• Passage:

Cocycle for a group action

Definition

Suppose $G$ is a group and $A$ is an abelian group, with an action of $G$ on $A$ .

Definition in terms of bar resolution

A $n$ -cocycle is an element in the $n^{th}$ cocycle group for the Hom complex from the bar resolution of $G$ to $A$ , in the sense of $\mathbb {Z} G$ -modules.

Explicit definition

For $n$ a nonnegative integer, a $n$ -cocycle for the action $\varphi$ of $G$ on $A$ is a function $f:G^{n}\to A$ such that, for all $g_{1},g_{2},\dots ,g_{n+1}\in G$ :

$\!g_{1}\cdot f(g_{2},g_{3},\dots ,g_{n+1})+\left[\sum _{i=1}^{n-1}(-1)^{i}f(g_{1},g_{2},\dots ,g_{i}g_{i+1},\dots ,g_{n})\right]-f(g_{1},g_{2},\dots ,g_{n})=0$

In particular, when the action is trivial, this is equivalent to saying that:

$\!f(g_{2},g_{3},\dots ,g_{n+1})+\left[\sum _{i=1}^{n-1}(-1)^{i}f(g_{1},g_{2},\dots ,g_{i}g_{i+1},\dots ,g_{n})\right]-f(g_{1},g_{2},\dots ,g_{n})=0$

A cocycle for a group action

Particular cases

A 1-cocycle

Further information: 1-cocycle for a group action

A 1-cocycle is a function $f:G\to A$ such that:

$\!g_{1}\cdot f(g_{2})-f(g_{1}g_{2})+f(g_{1})=0$

In particular,a 1-cocycle for the trivial group action is a homomorphism of groups from $G$ to $A$ .

A 2-cocycle

Further information: 2-cocycle for a group action, 2-cocycle for trivial group action

A 2-cocycle is a function $f:G\times G\to A$ such that:

$\!g_{1}\cdot f(g_{2},g_{3})-f(g_{1}g_{2},g_{3})+f(g_{1},g_{2}g_{3})-f(g_{1},g_{2})=0$

In particular, a 2-cocycle for the trivial group action is a function $f:G\times G\to A$ such that:

$\!f(g_{2},g_{3})-f(g_{1}g_{2},g_{3})+f(g_{1},g_{2}g_{3})-f(g_{1},g_{2})=0$

• Information given:

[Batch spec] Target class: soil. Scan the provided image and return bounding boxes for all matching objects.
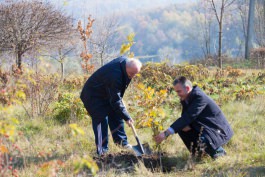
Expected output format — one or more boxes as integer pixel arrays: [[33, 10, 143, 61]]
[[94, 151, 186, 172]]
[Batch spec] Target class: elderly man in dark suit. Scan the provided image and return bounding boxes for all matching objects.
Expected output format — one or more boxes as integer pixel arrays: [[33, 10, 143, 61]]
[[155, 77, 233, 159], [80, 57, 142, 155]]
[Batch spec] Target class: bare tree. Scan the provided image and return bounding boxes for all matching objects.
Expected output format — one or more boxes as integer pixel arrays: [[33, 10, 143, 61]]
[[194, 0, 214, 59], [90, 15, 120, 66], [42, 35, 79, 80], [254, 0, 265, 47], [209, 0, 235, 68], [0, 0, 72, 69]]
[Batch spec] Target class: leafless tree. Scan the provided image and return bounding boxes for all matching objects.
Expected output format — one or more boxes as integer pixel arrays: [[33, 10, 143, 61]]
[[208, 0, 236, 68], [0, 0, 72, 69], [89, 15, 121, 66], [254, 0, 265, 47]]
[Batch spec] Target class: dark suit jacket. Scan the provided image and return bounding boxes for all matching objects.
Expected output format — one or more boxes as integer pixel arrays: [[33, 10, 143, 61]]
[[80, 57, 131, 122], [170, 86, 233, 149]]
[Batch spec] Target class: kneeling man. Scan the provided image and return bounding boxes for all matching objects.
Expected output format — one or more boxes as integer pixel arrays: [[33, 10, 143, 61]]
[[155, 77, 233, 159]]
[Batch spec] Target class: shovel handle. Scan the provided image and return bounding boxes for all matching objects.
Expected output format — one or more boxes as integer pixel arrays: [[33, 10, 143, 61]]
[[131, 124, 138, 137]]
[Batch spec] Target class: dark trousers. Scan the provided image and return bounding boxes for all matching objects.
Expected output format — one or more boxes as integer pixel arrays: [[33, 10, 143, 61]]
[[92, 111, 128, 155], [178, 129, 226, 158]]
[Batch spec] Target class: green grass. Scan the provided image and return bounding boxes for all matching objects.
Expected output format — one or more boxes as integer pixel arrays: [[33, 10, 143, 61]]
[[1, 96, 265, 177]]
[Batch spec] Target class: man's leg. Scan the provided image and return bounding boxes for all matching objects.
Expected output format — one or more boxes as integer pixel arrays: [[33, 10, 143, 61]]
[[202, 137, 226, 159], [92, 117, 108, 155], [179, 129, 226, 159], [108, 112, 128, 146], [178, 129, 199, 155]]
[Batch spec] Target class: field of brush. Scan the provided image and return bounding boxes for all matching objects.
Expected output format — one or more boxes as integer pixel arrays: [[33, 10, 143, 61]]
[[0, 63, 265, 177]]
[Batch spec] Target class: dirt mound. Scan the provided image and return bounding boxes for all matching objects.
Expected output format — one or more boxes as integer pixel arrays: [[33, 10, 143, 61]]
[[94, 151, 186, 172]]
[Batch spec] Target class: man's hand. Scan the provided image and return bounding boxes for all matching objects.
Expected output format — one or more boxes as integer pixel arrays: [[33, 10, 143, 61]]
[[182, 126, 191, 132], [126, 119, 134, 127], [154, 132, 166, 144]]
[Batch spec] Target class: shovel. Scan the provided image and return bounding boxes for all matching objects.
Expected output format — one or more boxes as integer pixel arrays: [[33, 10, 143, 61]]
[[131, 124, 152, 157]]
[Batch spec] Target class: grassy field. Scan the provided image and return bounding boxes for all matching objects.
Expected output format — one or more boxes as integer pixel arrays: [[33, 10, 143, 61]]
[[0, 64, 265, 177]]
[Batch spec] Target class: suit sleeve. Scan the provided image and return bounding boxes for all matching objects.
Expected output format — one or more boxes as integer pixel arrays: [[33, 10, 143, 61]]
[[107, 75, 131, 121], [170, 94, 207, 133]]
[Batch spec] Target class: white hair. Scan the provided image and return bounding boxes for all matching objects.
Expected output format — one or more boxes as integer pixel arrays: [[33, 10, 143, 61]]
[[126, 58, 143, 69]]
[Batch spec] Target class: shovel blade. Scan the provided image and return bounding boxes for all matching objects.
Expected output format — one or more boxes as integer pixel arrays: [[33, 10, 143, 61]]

• Directions:
• A. According to the page on cocycles for a group action, what is a 1-cocycle for the trivial group action?
• B. Say whether each statement agrees with the page on cocycles for a group action, and quote the words that decide it: (i) The group on which G acts must be abelian. (ii) A 2-cocycle is a function from G to A. (iii) In the explicit definition, n is a nonnegative integer.

• Solutions in order:
• A. A homomorphism of groups from G to A.

• B.
(i) Yes: "$A$ is an abelian group"
(ii) No: "A 2-cocycle is a function $f:G\times G\to A$"
(iii) Yes: "For $n$ a nonnegative integer"